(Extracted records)
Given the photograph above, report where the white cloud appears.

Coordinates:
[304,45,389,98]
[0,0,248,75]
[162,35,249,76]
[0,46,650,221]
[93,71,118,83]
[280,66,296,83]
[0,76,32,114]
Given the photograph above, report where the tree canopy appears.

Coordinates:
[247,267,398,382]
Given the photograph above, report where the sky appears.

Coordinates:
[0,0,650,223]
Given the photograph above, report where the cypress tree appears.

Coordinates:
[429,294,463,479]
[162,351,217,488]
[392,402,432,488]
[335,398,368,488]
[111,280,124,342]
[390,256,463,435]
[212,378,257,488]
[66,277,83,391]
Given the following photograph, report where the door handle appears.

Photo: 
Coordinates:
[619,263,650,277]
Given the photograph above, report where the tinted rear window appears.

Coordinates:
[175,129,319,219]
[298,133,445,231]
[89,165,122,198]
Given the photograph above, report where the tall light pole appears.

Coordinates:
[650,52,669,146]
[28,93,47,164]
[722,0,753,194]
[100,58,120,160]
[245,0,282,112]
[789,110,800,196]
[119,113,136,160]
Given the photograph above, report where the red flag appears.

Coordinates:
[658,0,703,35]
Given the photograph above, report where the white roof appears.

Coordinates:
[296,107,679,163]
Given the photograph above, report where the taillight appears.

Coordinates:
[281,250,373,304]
---
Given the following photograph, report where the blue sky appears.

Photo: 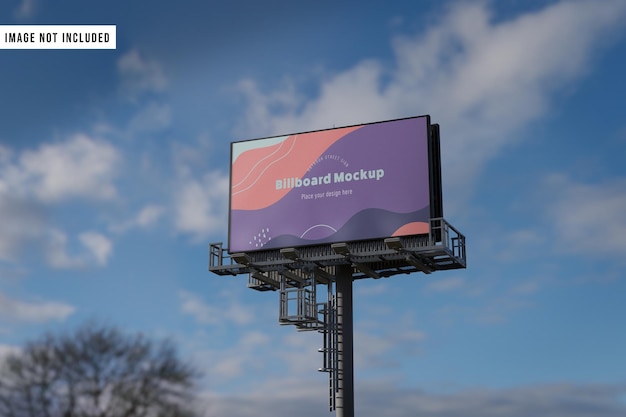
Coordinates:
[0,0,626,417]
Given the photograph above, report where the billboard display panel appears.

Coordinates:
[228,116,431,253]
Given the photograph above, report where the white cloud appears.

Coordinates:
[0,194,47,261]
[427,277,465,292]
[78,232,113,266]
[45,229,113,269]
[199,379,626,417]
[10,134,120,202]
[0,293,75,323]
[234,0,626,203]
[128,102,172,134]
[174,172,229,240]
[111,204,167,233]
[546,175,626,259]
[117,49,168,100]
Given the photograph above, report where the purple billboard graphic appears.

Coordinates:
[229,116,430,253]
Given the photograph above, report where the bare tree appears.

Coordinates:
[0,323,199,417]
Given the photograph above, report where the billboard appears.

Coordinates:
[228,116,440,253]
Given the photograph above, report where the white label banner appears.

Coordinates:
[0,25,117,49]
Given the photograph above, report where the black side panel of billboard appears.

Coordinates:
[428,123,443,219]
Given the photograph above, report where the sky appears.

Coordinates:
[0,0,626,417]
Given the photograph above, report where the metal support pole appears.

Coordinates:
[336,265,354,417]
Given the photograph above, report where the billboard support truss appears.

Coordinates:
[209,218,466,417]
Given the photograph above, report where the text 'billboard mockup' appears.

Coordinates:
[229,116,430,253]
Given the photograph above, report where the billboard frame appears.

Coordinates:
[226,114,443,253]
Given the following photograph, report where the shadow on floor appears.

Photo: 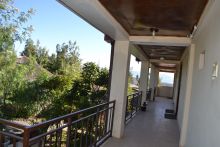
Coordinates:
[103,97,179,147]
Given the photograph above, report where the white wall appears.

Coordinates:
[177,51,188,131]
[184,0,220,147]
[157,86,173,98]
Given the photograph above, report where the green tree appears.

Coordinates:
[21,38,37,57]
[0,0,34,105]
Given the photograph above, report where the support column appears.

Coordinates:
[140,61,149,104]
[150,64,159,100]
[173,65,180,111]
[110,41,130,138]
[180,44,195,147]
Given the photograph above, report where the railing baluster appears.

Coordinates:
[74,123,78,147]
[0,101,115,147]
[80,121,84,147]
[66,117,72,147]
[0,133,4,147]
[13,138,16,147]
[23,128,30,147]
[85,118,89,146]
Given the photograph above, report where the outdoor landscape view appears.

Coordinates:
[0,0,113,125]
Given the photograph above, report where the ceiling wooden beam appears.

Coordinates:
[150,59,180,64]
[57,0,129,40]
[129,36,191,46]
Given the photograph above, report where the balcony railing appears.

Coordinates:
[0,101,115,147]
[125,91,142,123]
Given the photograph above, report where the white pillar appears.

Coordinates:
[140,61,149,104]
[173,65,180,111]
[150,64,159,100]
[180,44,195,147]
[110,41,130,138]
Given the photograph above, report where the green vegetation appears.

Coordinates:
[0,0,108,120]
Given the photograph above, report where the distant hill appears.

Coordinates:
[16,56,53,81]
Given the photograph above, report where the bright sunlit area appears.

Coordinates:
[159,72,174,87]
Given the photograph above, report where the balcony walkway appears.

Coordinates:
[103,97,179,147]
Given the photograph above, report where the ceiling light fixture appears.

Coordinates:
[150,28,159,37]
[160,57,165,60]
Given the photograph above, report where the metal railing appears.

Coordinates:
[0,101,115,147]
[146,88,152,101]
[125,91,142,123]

EXERCISE OBJECTIVE: Rescale the entries from the line with "Given the photograph above, report where the bare" up to and including the line with "[228,116,440,253]", reproducing every line, requests included, with each bounding-box coordinate in the answers multiplied by 1.2 and rounded to the nearest whole number, halves rounded up. Give only those lines.

RESULT:
Given the photograph above, report where the bare tree appears.

Coordinates:
[0,388,239,500]
Given the photograph above, report where the billboard appears.

Coordinates:
[274,139,528,304]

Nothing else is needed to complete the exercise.